Excerpts of bounding box data:
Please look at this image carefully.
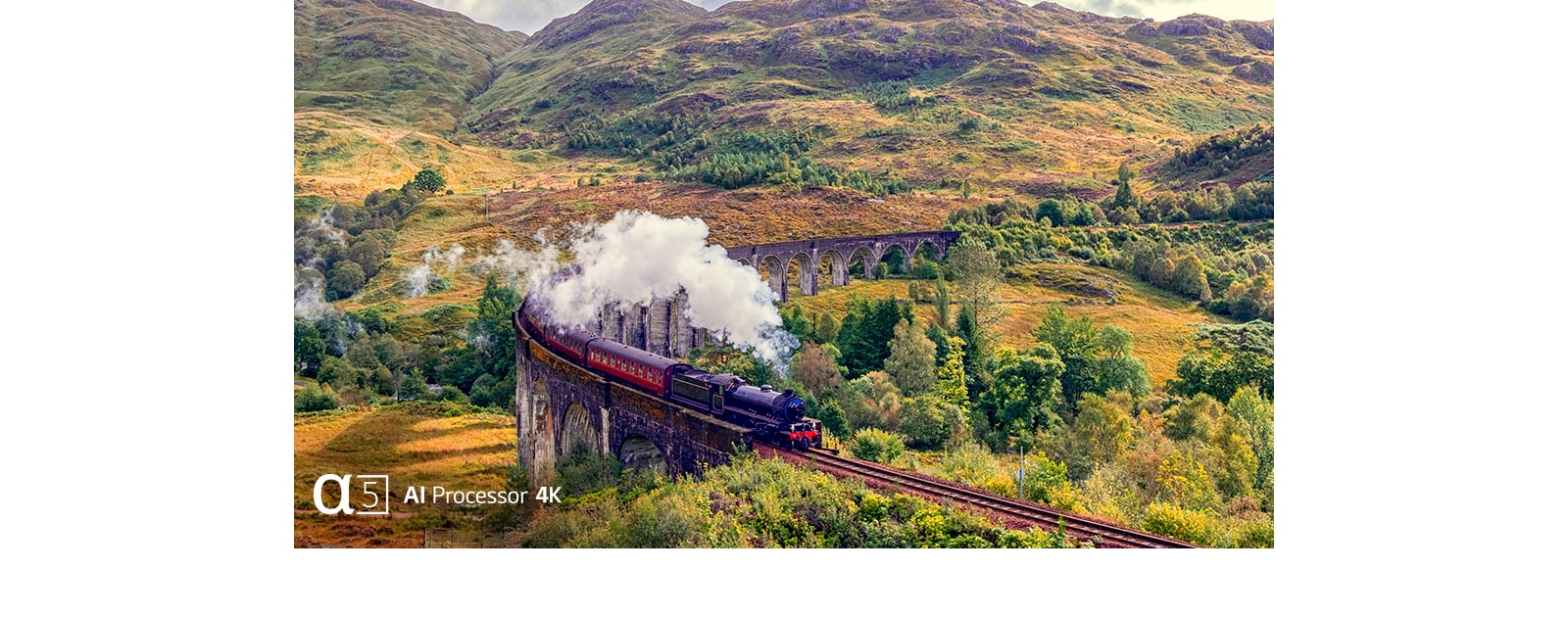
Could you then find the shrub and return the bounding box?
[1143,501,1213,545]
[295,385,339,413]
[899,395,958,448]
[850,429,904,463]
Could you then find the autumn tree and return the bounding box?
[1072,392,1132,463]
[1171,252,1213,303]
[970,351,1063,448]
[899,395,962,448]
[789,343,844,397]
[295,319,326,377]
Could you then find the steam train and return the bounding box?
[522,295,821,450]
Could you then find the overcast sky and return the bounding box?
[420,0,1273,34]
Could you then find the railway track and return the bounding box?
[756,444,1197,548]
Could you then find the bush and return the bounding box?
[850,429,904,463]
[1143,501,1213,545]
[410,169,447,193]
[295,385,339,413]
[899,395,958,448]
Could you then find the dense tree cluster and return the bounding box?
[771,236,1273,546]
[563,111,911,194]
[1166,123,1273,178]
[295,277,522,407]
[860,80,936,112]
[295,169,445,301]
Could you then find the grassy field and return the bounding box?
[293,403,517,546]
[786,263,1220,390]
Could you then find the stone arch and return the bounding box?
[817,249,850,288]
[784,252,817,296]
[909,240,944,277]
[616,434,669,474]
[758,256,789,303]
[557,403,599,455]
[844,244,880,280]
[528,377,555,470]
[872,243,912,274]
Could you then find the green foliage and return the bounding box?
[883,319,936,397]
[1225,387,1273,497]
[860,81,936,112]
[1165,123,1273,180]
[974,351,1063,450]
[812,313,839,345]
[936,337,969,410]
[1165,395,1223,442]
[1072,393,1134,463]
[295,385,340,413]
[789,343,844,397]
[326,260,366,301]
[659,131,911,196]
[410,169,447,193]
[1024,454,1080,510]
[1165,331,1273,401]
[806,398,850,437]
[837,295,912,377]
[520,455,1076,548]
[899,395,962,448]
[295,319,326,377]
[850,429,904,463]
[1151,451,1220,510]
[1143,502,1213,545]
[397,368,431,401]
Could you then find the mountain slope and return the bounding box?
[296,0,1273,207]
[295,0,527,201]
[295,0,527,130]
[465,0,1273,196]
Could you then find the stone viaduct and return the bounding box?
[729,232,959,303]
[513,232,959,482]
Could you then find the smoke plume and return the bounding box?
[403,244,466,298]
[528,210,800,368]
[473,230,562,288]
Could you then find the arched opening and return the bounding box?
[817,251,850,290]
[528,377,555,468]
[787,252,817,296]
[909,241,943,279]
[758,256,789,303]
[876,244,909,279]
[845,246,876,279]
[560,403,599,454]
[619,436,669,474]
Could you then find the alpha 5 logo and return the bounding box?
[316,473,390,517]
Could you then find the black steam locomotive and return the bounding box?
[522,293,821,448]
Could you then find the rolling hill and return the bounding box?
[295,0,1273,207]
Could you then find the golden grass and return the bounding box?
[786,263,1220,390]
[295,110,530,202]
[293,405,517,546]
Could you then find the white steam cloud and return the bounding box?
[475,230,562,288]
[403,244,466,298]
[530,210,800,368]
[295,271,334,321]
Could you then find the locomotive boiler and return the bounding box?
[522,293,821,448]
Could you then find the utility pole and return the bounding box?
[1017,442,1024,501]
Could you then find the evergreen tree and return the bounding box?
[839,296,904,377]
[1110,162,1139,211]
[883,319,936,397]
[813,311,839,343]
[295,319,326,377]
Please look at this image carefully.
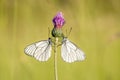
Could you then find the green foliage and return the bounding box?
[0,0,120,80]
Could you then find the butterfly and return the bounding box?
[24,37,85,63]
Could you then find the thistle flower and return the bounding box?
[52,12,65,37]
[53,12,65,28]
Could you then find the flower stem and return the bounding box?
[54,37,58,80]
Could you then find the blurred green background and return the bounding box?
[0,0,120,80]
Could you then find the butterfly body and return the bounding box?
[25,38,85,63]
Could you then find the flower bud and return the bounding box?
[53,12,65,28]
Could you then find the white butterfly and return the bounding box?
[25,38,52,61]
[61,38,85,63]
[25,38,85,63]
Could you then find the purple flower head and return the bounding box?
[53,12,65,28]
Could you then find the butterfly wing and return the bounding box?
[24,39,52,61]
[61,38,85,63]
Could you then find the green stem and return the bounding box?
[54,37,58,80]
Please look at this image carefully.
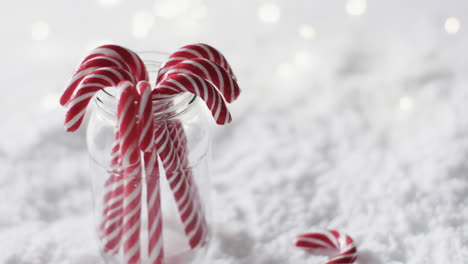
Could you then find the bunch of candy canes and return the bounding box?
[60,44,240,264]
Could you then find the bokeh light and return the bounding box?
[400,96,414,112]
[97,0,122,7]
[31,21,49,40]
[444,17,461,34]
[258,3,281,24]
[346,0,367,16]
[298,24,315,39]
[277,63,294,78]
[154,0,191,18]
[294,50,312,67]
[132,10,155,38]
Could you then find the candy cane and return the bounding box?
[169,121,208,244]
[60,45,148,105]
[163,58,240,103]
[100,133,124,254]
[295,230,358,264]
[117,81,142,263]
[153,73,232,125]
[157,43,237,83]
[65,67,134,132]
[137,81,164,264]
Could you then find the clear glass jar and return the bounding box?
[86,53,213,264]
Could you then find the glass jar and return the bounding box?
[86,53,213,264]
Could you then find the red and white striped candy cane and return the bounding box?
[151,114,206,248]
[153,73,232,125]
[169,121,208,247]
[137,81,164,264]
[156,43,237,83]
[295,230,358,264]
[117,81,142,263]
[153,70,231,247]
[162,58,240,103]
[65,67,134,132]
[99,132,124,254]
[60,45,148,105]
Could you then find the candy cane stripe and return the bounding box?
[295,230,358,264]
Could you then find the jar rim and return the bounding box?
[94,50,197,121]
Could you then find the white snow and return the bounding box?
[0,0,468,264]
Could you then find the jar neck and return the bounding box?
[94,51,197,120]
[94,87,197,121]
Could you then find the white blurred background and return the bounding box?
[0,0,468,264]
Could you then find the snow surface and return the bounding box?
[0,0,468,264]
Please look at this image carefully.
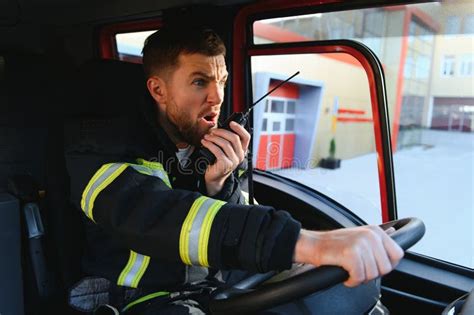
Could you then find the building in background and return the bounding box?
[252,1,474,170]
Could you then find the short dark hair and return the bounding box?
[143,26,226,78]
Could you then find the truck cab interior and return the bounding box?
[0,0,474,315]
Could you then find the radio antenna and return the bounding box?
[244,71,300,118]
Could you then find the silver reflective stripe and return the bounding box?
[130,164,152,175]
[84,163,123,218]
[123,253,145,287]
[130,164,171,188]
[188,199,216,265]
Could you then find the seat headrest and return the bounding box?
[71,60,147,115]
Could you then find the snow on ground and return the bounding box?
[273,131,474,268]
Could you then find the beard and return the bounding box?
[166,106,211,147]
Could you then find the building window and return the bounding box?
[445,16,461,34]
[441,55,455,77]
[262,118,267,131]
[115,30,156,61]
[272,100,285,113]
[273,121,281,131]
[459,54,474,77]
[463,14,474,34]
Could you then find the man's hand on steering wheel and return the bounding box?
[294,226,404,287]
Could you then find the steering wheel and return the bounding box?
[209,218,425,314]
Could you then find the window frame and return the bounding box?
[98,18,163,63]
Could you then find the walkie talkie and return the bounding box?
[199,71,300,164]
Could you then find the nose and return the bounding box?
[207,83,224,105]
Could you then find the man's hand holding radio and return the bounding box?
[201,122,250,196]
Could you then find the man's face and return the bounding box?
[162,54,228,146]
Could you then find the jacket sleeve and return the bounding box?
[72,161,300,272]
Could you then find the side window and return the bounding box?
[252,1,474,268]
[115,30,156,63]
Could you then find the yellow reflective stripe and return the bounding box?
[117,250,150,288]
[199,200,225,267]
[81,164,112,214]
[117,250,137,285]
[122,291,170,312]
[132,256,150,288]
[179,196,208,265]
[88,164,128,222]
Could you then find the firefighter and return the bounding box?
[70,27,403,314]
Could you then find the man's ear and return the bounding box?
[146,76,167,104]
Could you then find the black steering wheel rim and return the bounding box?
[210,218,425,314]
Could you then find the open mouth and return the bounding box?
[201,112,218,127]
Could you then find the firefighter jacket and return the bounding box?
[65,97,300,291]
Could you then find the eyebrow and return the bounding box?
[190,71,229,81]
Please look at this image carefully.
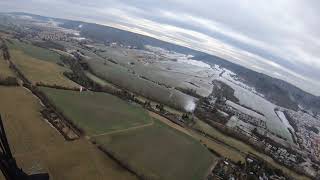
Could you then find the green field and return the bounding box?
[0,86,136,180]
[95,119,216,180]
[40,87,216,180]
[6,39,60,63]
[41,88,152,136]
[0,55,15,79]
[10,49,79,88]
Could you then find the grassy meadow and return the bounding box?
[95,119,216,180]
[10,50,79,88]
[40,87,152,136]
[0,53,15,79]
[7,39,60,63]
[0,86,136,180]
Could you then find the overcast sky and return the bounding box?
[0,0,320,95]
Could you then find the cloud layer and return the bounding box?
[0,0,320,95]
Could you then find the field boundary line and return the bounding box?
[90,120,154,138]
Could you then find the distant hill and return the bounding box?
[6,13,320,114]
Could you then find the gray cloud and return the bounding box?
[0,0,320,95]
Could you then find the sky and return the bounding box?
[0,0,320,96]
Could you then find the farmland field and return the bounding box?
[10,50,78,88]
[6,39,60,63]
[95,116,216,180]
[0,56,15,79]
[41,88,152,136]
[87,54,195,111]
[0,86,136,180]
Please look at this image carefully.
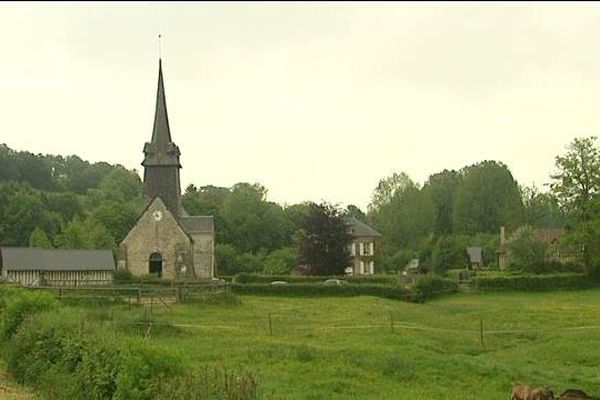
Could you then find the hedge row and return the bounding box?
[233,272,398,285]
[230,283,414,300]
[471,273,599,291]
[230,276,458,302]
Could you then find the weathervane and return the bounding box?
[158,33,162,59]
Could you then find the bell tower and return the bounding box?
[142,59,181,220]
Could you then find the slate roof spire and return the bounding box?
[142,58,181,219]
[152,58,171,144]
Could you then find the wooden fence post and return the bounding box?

AIM OF THE EXERCISE: Arrange the rows, starting at the beginning and ending at the line that contains "[465,0,1273,196]", as a two-column CSV headed "text" and "boxes". Give one line for each ask and its bounding boxes, put each value in a single quoted field with line breaks turned into spaces, and leave the pictures out.

FULL ANSWER:
text,boxes
"Please look at this image carefully. Could you then find the shrub and return the bounding box?","[1143,501,1213,545] [295,385,339,413] [899,395,958,448] [850,429,904,463]"
"Could you then find the autumn tree and return the bounding box?","[1072,392,1132,463] [1171,252,1213,303] [970,351,1063,448] [899,395,962,448] [789,343,844,397] [295,319,326,377]"
"Could you then find the steam train and return the bounding box?","[522,295,821,450]"
"Could you then find the overcast sky and return the bounding box?","[420,0,1273,34]"
"Could you then find the railway track and return the bounding box?","[756,444,1197,548]"
"Could you then find the bush and return the bounding box?","[850,429,904,463] [1143,501,1213,545] [410,169,447,193] [295,385,339,413] [899,395,958,448]"
"Could you then find the dense tree cluster and return the bounding box?","[771,236,1273,546] [563,111,911,194] [1166,123,1273,178] [295,277,522,407] [860,80,936,112] [295,169,445,301]"
"Could you then find the grassy field and return the bounding box?","[293,403,517,546] [786,263,1220,390]"
"Could you then find the stone arch and return the bounding box?","[817,249,850,288] [784,252,817,296] [909,240,944,277] [616,434,669,474] [758,256,789,303] [557,403,599,455] [844,244,880,280] [528,377,555,470] [872,243,912,274]"
"Could you then find the green foliage and return the bounding box?","[883,319,936,397] [1225,387,1273,497] [860,81,936,112] [1165,123,1273,180] [974,351,1063,450] [812,313,839,345] [936,337,969,410] [1165,395,1223,442] [1072,393,1134,463] [295,385,340,413] [789,343,844,397] [326,260,366,301] [659,131,911,196] [410,169,447,193] [1024,454,1080,510] [1165,331,1273,401] [806,398,850,437] [837,295,912,377] [520,455,1076,548] [899,395,962,448] [295,319,326,377] [850,429,904,463] [1151,451,1220,510] [1143,502,1213,545] [397,368,431,401]"
"Could you then find the mountain slope and return the bounding box?","[296,0,1273,207] [295,0,527,201] [295,0,527,130] [465,0,1273,196]"